EXERCISE DESCRIPTION: Beginning with the line that contains "For every instance of the balcony", retype the entries below exactly, ending with the line that contains "For every instance of the murky". Leave out any pictures.

GIVEN ENTRIES:
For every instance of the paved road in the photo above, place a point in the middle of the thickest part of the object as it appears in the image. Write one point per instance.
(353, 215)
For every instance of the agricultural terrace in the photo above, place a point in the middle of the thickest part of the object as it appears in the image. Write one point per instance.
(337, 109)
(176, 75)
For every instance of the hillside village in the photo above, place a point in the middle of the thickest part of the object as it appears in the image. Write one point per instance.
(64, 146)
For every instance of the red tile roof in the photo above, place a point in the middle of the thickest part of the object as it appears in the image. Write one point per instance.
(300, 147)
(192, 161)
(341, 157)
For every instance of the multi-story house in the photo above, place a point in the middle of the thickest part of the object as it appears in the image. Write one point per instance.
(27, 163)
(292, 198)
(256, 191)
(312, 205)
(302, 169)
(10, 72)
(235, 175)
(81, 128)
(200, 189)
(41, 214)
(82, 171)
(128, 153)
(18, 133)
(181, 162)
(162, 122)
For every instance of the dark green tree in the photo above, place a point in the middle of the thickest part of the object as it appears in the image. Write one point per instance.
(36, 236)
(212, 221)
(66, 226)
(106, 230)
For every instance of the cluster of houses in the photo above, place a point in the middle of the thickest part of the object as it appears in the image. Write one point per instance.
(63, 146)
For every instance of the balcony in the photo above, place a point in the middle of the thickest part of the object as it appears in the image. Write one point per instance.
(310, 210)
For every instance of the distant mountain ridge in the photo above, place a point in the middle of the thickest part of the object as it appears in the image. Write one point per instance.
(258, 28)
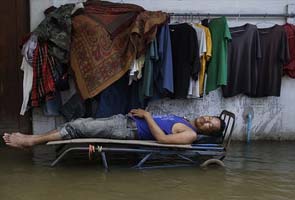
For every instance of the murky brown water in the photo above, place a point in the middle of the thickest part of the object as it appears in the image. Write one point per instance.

==

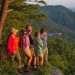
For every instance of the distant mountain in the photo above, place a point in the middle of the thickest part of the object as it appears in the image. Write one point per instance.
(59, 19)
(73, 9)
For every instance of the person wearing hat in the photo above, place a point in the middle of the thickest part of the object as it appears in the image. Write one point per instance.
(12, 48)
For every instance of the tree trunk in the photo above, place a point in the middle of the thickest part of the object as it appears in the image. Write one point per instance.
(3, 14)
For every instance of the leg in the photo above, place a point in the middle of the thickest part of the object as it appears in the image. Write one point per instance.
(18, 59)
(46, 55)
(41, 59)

EXERCISE RESULT:
For every instance of the balcony in the photo above, place a point in the middle of the thickest part of the object as it appears in the image. Write one point per instance.
(310, 210)
For every instance of the distant mountain ridge in the photo above, place a point in the middle of the thickest part of the object as it appears in the image. Write one point per instance.
(258, 28)
For every instance of the murky brown water in the photo above, place a point in the middle of the thickest part of the object as it appears in the image. Write one point per instance.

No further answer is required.